- [Page excerpt]:
=======

Who’s getting breached and how it’s happening

By August 7, 2018April 9th, 2024No Comments

This post originally appeared on the Practice Protect blog and has been republished here with permission. Jamie Beresford is the CEO of Practice Protect, the authority in data security for accountants.

In case you’re not aware and to frame the conversation, the new Mandatory Breach Legislation took effect on Feb 22nd, which is the Australian Government’s effort to make SME businesses accountable for how they manage personal information. By mandating the reporting of a breach to the privacy commissioner and the affected parties (aka clients), the logic is that firms will be motivated by the threat to their reputation to take steps to reduce the likelihood of a breach happening.

In line with that, the first quarterly report has been released here which gives us an early insight into who’s getting breached and how it’s happening. Here’s the long and short of the data…

Who got breached – Health services topped the list with legal, accounting and management services businesses running a close second. The interesting point we found here was that in 78% of cases less than 100 individuals’ information was breached suggesting it’s small business falling foul. This is consistent with statistic that 60% of reported breaches happen to businesses with less than 20 staff.

What got breached – The clear majority of it was contact information, followed by heath, identity, and financial information. TFN’s were exposed in 14% of cases.

So how is it happening – Over 50% of cases and the majority category is human error which confirms the point that this isn’t an IT issue, it’s an HR issue.

Unless you’re the CIA, putting expensive firewalls and technical security measures in places is not going to help you because it’s easier to trick someone than hack someone.

I’m talking about business owners being impersonated in an email to accounts payable staff with requests for money transfer, staff accidentally clicking on links sent from people they trust, people making their work and personal passwords the same or saving them in web browsers and their desktop because they have so many to remember.

So what to do? – Well, as a business owner it’s about setting basic company guidelines and helping staff (and yourself) understand how everyone can play their part as responsible data custodians. If you haven’t, you can’t blame anyone but yourself when they do.

Have you set an expectation that your staff shouldn’t be saving your company passwords on their teenage son’s gaming computer full of viruses?

Have you made it clear to your team that they’re not allowed to write down or save passwords on a post-it note or their personal web browser?

Do they know how to identify an email that isn’t really from who they think it is?

Is their password to your client base the same one they’ve had for the last six years with a different number on the end?

These are the things that cause breaches and bring successful companies undone. Aside from protecting your risk it’s only fair that you’ve put basic guidelines and educational content in place so your staff understand your expectation on how to keep your firm and client data safe.

Yes we’re all busy but it’s worth taking 30 minutes to get the basic understanding of not just how to protect your firm but also demonstrating to your clients that you’re serious about their privacy given they’re consuming the same media you are that’s making us all too aware that this issue is here to stay.

=======

- [Source material]:
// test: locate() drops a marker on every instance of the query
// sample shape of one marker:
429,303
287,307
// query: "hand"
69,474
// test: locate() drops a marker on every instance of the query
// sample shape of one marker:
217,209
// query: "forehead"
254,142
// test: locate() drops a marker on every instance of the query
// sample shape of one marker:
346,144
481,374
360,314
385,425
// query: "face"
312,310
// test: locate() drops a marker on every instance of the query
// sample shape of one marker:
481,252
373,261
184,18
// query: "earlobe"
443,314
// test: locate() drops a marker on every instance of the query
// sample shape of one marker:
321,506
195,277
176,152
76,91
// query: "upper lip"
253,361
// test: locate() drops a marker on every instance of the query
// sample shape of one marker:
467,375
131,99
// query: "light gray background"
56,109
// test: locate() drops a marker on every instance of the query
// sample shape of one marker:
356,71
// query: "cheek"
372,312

=======

- [Task to complete]:
Repeat the passage of the data breach article from "Who got breached –" up to and including "an HR issue.".

- [Result for this exercise]:
Who got breached – Health services topped the list with legal, accounting and management services businesses running a close second. The interesting point we found here was that in 78% of cases less than 100 individuals’ information was breached suggesting it’s small business falling foul. This is consistent with statistic that 60% of reported breaches happen to businesses with less than 20 staff.

What got breached – The clear majority of it was contact information, followed by heath, identity, and financial information. TFN’s were exposed in 14% of cases.

So how is it happening – Over 50% of cases and the majority category is human error which confirms the point that this isn’t an IT issue, it’s an HR issue.